__WHAT THE TASK REQUIRES__:
Repeat the records exactly, so that each line matches the original.

BEGIN

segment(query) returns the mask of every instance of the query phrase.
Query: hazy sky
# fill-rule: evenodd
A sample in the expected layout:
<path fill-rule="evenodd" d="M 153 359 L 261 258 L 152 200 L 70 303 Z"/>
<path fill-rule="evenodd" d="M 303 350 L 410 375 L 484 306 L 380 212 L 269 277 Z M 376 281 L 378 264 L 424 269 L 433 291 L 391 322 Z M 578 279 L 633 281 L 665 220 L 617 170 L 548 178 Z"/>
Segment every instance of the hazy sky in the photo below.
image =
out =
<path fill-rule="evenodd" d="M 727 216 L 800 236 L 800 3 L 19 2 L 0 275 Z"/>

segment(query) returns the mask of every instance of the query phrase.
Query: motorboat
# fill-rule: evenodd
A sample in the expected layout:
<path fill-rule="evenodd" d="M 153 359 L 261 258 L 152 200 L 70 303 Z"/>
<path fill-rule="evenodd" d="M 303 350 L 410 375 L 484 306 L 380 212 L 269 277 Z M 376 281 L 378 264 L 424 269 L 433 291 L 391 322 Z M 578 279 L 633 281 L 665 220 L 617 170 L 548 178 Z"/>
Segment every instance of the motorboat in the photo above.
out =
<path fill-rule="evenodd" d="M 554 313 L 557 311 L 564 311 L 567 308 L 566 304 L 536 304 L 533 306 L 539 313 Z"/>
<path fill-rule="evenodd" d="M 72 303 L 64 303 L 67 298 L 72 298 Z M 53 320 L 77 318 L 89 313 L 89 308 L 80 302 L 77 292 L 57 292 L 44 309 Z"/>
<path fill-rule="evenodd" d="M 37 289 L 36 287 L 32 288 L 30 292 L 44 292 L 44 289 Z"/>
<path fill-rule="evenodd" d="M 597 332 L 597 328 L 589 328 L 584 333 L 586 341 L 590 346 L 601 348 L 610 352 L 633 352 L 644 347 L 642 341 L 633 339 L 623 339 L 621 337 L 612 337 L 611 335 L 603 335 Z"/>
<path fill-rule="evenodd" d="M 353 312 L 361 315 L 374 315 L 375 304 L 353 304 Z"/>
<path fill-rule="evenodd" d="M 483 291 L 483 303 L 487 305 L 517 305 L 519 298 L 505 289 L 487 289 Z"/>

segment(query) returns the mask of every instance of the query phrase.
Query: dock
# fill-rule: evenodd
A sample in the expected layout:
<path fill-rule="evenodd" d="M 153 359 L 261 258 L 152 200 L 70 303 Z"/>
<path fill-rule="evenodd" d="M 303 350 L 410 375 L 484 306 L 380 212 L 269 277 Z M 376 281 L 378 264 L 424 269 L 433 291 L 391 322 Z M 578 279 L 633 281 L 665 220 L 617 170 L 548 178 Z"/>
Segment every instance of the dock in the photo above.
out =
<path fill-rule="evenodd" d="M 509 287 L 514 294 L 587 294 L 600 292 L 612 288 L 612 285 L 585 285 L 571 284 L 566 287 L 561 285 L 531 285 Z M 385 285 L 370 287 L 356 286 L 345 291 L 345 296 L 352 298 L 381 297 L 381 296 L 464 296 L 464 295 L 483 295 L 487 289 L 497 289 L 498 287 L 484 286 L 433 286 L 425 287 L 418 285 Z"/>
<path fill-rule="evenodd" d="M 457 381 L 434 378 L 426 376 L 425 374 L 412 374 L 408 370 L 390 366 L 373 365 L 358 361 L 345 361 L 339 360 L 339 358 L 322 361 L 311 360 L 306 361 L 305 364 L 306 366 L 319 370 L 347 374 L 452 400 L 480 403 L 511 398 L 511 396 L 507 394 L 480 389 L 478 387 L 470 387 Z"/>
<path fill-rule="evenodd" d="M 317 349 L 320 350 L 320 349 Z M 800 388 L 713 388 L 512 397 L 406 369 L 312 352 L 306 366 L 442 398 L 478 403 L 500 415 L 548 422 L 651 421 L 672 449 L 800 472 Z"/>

END

__WRITTEN REPLY__:
segment(query) returns the mask of every instance of the query phrase.
Query: hazy sky
# fill-rule: evenodd
A sample in the expected layout:
<path fill-rule="evenodd" d="M 153 359 L 261 258 L 152 200 L 70 303 Z"/>
<path fill-rule="evenodd" d="M 303 350 L 410 375 L 484 306 L 380 212 L 269 277 Z M 376 281 L 378 264 L 424 269 L 433 291 L 391 322 Z M 578 279 L 633 281 L 665 220 L 617 170 L 548 178 Z"/>
Segment every instance of the hazy sky in the photo below.
image =
out =
<path fill-rule="evenodd" d="M 727 216 L 800 236 L 800 3 L 19 2 L 0 275 Z"/>

segment(query) returns the mask of every instance of the query phrase.
Query: motorboat
# fill-rule: evenodd
A sample in the expected layout:
<path fill-rule="evenodd" d="M 153 359 L 261 258 L 152 200 L 70 303 Z"/>
<path fill-rule="evenodd" d="M 303 350 L 410 375 L 484 306 L 380 212 L 269 277 Z M 376 281 L 378 264 L 424 269 L 433 291 L 391 322 Z M 578 279 L 633 281 L 665 220 L 617 170 L 548 178 Z"/>
Segment every instance of the motorboat in the photo above.
out =
<path fill-rule="evenodd" d="M 554 313 L 557 311 L 564 311 L 567 308 L 566 304 L 536 304 L 533 306 L 539 313 Z"/>
<path fill-rule="evenodd" d="M 72 303 L 64 303 L 67 298 L 72 298 Z M 53 320 L 77 318 L 89 313 L 89 308 L 80 302 L 77 292 L 57 292 L 44 309 Z"/>
<path fill-rule="evenodd" d="M 37 289 L 36 287 L 32 288 L 30 292 L 44 292 L 44 289 Z"/>
<path fill-rule="evenodd" d="M 597 332 L 597 328 L 589 328 L 584 333 L 586 341 L 590 346 L 601 348 L 610 352 L 633 352 L 644 347 L 642 341 L 633 339 L 623 339 L 621 337 L 612 337 L 611 335 L 603 335 Z"/>
<path fill-rule="evenodd" d="M 353 312 L 361 315 L 374 315 L 375 304 L 353 304 Z"/>
<path fill-rule="evenodd" d="M 483 291 L 483 303 L 487 305 L 517 305 L 519 298 L 505 289 L 487 289 Z"/>

segment(query) returns the mask of every instance of the query phrase.
Query: dock
# fill-rule: evenodd
A sample in the expected layout:
<path fill-rule="evenodd" d="M 153 359 L 261 258 L 152 200 L 70 303 Z"/>
<path fill-rule="evenodd" d="M 303 350 L 410 375 L 484 306 L 380 212 L 269 277 Z M 376 281 L 378 264 L 424 269 L 433 291 L 391 322 Z M 578 279 L 633 281 L 665 220 L 617 170 L 548 178 Z"/>
Segment every instance of the dock in the photo above.
out =
<path fill-rule="evenodd" d="M 509 287 L 514 294 L 587 294 L 600 292 L 612 288 L 612 285 L 585 285 L 571 284 L 566 287 L 561 285 L 531 285 Z M 385 285 L 370 287 L 356 286 L 345 291 L 345 296 L 352 298 L 381 297 L 381 296 L 464 296 L 464 295 L 483 295 L 487 289 L 497 289 L 498 287 L 484 286 L 433 286 L 425 287 L 418 285 Z"/>
<path fill-rule="evenodd" d="M 457 381 L 434 378 L 426 376 L 425 374 L 412 374 L 408 370 L 390 366 L 373 365 L 358 361 L 345 361 L 339 360 L 339 358 L 322 361 L 311 360 L 306 361 L 305 364 L 306 366 L 319 370 L 347 374 L 452 400 L 480 403 L 511 398 L 511 396 L 507 394 L 480 389 L 478 387 L 470 387 Z"/>
<path fill-rule="evenodd" d="M 317 349 L 320 350 L 320 349 Z M 800 388 L 713 388 L 512 397 L 406 369 L 312 352 L 306 366 L 442 398 L 478 403 L 500 415 L 548 422 L 651 421 L 672 449 L 800 472 Z"/>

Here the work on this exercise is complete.